Sim. E porque, por exemplo, lemos um livro, quando li A Piada Infinita, havia lá muitas coisas daquela família que eu identificava-me. Portanto, e se fazia logo ali um link com a relação com o meu pai, com a relação com a minha família, com essa essa autoridade e esse peso que os pais põem constantemente nos filhos.
Essa ideia que tens de ser o melhor. Isso às vezes. Acho que a mim, se calhar em certos pontos, pode até ter prejudicado, ou não porque me fez chegar onde estou agora. E é bom o sitio onde estou agora. Acho que acho que sou um privilegiado.

E és um privilegiado. E o teu percurso pode ser altamente inspirador para quem te está a conhecer agora ou quem já te conhece. Candidatares-te a encenador muito cedo, não é? Quer dizer, normalmente isto vem numa etapa de vida, talvez mais tarde. Habitualmente vemos isso e cercaste-te logo de pessoas já bastante batidas no mundo do teatro e do cinema.
Queres contar um bocadinho dessa tua aproximação a gente já consagrada? A gente que já tinha bastante experiência.
Quando eu acabei o curso em Cascais, fui convidado pelo meu professor de dramaturgia, Miguel Graça, que também escreve teatro, para entrar num espectáculo que ele iria escrever para 5 alunos daquele ano.
Estreámos no TEC, em Cascais, depois fomos ao Porto. Também tivemos no Teatro do Bairro, em Lisboa, e a partir desse momento eu percebi que queria ao máximo trabalhar com pessoas que eu admiro e que goste do trabalho delas.
Não me faz sentido ir fazer uma peça apenas porque é um Tchekhov ou um Albee sem ser com pessoas que me interessa trabalhar. O que me interessa são as pessoas. Sempre quis rodear me de pessoas que admirasse, porque isso dá me uma vantagem que é:
eu gosto do trabalho destas pessoas eu vou aproveitar e vou beber muito daquilo que elas são, perceber a forma como elas trabalham e isso vai me ajudar a crescer. Portanto, sempre tive essa mentalidade. E no caso do meu primeiro espetáculo, que primeiro fizemos uma leitura encenada, eu fui diretamente falar com os atores que gostava e que já tinha imaginado enquanto estava a escrever o texto quem é que iria interpretar aquelas personagens, que é uma coisa boa, estares a escrever e já saberes para quem estás a escrever.
E tive a felicidade de praticamente toda a gente que eu convidei, apresentei o texto e a maioria das pessoas gostou e aceitou o desafio. Para mim foi também o reconhecimento do meu trabalho e é um voto de confiança das pessoas, pois foi a minha primeira encenação.

## Excertos de dados de anotação de pontos:

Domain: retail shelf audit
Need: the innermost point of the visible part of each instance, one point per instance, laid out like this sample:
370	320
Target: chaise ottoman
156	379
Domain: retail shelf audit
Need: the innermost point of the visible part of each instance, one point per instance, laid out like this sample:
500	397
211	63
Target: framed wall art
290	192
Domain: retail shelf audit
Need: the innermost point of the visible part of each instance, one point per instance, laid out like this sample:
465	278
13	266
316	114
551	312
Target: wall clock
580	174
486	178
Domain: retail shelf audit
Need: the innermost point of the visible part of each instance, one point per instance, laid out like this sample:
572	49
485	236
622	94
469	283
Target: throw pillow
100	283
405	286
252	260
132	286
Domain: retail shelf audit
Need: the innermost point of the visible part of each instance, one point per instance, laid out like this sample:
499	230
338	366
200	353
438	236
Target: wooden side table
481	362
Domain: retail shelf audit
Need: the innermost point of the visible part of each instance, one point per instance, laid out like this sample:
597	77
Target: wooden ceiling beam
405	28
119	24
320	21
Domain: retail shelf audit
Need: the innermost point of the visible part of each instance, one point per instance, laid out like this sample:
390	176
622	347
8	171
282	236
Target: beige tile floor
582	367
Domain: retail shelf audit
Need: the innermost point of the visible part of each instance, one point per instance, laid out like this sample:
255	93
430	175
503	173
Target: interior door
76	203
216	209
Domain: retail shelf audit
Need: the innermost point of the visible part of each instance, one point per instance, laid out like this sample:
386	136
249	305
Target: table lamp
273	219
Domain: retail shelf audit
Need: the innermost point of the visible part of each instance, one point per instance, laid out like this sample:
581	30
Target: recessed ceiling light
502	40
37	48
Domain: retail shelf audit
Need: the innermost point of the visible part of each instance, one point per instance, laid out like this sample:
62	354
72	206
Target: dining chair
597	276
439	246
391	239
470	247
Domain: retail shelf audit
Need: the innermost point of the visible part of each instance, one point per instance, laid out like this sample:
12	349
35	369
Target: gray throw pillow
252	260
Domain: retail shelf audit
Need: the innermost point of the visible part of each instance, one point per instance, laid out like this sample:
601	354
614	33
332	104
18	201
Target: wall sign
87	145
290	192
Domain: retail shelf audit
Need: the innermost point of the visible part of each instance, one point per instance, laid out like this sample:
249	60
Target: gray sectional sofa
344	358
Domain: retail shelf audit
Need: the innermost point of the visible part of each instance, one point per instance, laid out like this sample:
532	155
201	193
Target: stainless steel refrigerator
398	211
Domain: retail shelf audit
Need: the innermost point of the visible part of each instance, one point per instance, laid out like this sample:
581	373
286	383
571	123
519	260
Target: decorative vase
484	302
--
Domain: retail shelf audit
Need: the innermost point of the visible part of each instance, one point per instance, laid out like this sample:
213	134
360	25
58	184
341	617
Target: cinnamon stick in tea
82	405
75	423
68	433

## EXERCÍCIOS PROPOSTOS:
1. Traduza para inglês esta frase do texto de apoio: "Estreámos no TEC, em Cascais, depois fomos ao Porto."
2. Segundo o texto de apoio, por que razão quis o entrevistado rodear-se sempre de pessoas que admirava? Responda em uma a três frases.
3. Extraia do texto de apoio tudo o que vai desde "Sim. E porque, por" até "sou um privilegiado.".

## SOLUÇÕES:
1. We premiered at TEC, in Cascais, and then went to Porto.

2. Fê-lo porque isso lhe dá uma vantagem. Ao gostar do trabalho dessas pessoas, pode aprender muito com o que elas são e perceber a forma como trabalham, o que o ajuda a crescer.

3.
Sim. E porque, por exemplo, lemos um livro, quando li A Piada Infinita, havia lá muitas coisas daquela família que eu identificava-me. Portanto, e se fazia logo ali um link com a relação com o meu pai, com a relação com a minha família, com essa essa autoridade e esse peso que os pais põem constantemente nos filhos.
Essa ideia que tens de ser o melhor. Isso às vezes. Acho que a mim, se calhar em certos pontos, pode até ter prejudicado, ou não porque me fez chegar onde estou agora. E é bom o sitio onde estou agora. Acho que acho que sou um privilegiado.